Which rows contain the string "water"? Return each of those rows in full, treating uppercase and lowercase letters as different.

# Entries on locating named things
####
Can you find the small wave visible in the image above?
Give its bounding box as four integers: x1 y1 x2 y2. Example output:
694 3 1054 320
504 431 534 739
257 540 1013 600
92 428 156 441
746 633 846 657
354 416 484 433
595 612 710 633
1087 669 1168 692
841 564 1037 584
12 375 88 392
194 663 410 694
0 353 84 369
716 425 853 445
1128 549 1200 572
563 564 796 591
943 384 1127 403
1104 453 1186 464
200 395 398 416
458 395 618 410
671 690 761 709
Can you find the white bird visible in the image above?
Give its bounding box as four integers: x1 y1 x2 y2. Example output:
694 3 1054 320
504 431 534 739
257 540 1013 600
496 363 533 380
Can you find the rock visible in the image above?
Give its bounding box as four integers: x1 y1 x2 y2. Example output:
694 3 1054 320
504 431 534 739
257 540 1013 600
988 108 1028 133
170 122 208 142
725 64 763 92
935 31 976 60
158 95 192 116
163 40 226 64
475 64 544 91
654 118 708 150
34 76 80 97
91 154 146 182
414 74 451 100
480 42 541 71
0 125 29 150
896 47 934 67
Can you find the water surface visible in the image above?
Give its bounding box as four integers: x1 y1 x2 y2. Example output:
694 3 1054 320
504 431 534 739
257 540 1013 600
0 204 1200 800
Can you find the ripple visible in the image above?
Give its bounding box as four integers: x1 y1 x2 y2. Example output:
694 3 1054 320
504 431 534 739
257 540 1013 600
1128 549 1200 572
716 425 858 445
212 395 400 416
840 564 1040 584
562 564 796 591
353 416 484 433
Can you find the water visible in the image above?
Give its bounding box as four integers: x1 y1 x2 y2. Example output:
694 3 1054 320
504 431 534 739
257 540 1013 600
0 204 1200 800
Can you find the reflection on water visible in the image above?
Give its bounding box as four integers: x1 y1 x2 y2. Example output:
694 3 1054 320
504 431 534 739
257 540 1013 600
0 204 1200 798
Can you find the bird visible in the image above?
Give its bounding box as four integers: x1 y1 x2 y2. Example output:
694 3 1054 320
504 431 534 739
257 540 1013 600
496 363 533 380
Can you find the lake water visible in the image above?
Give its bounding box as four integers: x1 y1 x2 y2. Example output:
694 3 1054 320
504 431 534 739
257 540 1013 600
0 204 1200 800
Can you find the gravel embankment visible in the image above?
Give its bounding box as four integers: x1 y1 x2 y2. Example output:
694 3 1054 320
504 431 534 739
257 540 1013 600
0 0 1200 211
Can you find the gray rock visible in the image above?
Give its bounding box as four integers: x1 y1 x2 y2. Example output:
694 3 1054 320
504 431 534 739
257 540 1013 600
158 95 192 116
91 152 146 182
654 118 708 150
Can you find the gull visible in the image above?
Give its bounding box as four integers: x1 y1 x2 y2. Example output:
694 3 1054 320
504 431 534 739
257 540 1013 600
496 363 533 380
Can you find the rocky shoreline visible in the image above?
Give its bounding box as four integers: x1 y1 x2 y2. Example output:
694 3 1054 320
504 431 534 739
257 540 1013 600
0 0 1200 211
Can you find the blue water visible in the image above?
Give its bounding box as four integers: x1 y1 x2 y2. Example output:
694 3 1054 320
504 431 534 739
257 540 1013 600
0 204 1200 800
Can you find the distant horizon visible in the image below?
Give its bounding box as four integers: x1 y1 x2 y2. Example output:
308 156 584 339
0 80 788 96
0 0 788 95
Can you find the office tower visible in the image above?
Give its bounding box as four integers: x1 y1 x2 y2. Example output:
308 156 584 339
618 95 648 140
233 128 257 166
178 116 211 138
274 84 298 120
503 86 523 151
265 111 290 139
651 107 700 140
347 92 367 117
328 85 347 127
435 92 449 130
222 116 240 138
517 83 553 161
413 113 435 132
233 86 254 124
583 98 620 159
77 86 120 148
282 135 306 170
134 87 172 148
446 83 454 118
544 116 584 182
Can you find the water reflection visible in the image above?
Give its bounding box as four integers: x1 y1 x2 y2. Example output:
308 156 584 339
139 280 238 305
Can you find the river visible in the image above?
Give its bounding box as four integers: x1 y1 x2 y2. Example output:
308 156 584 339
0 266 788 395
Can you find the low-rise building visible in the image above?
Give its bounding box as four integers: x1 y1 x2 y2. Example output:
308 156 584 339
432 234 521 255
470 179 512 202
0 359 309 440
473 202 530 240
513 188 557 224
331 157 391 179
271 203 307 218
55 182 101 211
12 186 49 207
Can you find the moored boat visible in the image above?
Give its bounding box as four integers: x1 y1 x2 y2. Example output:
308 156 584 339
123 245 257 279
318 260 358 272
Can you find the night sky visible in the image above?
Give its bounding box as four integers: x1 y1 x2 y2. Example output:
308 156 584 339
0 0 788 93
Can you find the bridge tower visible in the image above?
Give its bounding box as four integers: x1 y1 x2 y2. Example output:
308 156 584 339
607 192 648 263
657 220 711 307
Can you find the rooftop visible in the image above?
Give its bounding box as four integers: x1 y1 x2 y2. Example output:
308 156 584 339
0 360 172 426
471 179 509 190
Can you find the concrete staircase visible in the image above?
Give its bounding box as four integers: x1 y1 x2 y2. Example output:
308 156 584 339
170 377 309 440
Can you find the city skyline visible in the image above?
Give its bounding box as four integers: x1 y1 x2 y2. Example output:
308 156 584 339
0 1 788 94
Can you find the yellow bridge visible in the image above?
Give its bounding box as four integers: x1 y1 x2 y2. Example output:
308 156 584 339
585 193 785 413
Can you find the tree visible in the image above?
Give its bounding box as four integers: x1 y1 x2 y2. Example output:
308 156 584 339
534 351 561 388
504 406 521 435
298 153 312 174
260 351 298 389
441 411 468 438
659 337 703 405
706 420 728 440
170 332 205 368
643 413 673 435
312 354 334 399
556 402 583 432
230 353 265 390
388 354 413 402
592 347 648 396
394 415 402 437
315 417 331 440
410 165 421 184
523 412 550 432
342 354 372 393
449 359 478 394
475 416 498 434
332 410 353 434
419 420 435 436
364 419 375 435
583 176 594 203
####
# Written answer
Can you find the water surface visible in the image above?
Can you find the water visible in the image above?
Can you find the reflection on water visible in the image above?
Can you find the lake water visible in the image above?
Can you find the blue water visible in the image above?
Can you find the water reflection visible in the image above?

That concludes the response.